Task goal: Reproduce exactly the lines beginning with the line that contains "Annotation task — pin every instance of the red" and ending at the final line of the material below.

Recorded data

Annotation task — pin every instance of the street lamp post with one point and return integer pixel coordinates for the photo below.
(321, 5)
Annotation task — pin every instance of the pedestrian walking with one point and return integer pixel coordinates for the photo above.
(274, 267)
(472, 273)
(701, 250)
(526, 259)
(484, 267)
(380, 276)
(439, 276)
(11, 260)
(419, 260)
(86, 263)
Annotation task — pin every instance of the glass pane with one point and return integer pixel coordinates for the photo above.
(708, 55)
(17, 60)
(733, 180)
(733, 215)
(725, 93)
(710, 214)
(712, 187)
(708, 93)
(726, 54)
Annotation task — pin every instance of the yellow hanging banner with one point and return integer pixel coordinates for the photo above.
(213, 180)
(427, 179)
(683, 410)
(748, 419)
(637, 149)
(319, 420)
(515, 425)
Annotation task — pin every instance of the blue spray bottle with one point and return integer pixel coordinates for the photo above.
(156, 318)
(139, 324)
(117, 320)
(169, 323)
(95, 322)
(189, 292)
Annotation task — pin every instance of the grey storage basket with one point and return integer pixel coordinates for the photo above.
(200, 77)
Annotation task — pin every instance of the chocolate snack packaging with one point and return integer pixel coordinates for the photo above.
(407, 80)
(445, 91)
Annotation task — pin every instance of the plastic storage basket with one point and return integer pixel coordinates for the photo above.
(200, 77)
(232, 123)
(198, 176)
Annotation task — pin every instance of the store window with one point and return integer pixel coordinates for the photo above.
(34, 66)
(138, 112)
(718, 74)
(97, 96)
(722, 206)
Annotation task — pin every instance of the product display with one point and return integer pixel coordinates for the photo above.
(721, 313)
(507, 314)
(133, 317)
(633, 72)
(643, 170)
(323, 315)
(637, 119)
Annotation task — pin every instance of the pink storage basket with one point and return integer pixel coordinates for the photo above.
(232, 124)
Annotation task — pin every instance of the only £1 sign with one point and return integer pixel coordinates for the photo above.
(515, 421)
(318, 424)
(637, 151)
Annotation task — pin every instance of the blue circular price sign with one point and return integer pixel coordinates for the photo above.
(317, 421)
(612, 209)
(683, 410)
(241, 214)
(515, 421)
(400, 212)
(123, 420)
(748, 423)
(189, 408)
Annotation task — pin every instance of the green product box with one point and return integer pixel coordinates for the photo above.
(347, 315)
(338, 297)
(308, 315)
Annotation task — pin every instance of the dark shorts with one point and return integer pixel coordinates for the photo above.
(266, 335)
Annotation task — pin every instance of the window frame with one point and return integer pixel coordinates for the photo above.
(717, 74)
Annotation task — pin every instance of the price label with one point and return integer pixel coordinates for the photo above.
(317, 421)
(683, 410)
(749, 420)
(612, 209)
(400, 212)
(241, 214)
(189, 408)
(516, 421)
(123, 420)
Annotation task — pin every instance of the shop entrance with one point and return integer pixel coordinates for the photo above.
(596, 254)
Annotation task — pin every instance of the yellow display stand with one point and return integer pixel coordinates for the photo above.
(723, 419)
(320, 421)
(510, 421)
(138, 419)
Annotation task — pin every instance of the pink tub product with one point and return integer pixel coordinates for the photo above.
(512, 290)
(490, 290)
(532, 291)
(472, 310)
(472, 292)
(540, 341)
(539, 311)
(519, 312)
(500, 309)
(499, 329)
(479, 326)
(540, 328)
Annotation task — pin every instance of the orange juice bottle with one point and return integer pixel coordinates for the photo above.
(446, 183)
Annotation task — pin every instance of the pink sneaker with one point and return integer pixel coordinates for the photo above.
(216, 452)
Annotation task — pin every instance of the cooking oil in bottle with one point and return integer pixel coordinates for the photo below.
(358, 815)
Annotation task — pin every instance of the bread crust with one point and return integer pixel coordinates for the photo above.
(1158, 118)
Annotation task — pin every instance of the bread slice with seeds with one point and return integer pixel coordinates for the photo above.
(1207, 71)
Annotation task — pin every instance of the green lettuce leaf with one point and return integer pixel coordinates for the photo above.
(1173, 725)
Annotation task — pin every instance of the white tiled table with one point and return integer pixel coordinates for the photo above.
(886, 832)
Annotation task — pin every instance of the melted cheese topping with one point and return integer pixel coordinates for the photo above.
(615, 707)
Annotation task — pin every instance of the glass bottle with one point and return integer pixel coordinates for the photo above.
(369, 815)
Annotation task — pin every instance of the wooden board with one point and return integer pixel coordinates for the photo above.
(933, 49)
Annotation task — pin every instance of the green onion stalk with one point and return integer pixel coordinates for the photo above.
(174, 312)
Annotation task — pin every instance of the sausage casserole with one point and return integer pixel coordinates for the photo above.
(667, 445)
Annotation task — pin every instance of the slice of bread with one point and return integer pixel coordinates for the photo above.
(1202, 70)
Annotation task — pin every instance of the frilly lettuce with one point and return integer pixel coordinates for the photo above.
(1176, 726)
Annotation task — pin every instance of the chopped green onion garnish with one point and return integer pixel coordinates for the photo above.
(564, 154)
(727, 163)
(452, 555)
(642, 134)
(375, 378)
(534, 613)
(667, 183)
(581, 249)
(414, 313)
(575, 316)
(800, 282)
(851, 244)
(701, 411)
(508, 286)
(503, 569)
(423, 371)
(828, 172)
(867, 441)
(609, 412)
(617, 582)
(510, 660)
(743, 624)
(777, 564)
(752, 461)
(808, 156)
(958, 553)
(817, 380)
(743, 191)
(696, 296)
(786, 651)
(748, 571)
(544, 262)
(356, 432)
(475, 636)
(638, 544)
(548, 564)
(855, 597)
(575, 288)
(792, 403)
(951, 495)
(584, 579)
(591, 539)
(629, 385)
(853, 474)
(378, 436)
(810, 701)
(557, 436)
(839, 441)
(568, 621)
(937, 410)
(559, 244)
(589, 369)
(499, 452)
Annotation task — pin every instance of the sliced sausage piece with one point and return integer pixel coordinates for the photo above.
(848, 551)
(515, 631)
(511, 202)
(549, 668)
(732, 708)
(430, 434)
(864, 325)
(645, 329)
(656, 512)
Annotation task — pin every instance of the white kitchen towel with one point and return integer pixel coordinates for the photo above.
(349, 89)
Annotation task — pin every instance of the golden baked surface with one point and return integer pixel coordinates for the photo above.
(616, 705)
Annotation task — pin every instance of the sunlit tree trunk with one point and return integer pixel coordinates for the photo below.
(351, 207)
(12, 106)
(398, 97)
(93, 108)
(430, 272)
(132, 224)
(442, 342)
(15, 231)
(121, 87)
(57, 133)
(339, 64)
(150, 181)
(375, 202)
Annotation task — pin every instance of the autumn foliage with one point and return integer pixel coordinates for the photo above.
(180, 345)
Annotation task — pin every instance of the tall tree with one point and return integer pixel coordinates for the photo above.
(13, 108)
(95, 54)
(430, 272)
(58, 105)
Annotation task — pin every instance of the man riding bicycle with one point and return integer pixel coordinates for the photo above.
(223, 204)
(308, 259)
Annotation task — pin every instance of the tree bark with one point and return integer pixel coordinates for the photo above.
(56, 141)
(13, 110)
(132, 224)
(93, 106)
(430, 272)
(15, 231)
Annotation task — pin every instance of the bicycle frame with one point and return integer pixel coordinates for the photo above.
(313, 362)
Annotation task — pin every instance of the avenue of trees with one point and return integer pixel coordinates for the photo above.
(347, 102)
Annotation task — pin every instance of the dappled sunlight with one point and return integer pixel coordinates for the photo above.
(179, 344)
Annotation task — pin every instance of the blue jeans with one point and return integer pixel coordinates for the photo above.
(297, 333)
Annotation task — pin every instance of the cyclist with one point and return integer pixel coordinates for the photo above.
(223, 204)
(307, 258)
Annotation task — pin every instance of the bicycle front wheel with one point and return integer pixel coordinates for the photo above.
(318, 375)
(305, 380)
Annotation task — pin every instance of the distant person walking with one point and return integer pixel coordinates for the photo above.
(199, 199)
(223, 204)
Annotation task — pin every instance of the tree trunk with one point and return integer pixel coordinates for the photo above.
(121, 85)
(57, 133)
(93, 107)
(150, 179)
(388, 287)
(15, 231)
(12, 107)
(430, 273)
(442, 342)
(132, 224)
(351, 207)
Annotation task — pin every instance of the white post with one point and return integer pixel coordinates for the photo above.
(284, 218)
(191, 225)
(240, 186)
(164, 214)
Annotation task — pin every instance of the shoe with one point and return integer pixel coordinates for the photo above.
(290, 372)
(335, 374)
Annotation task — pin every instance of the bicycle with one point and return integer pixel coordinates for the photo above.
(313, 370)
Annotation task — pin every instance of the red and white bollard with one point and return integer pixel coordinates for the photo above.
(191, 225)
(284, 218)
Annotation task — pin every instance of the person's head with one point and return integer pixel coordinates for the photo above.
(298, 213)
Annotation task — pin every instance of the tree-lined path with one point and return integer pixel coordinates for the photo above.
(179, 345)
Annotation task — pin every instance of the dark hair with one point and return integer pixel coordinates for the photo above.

Answer in full:
Annotation task — pin every instance of the red and white bollard with one point and return integer pixel coordinates for the photo above.
(191, 225)
(284, 218)
Annotation task — pin every instance of the person's head with one point and return integer pixel coordinates for the photo above.
(298, 213)
Annotation task — pin every instance of the tree-lined path with one point and return integer pixel coordinates for the photo above.
(179, 345)
Annotation task — pin every instance of the dark hair with one point and return integer pixel coordinates for the photo above.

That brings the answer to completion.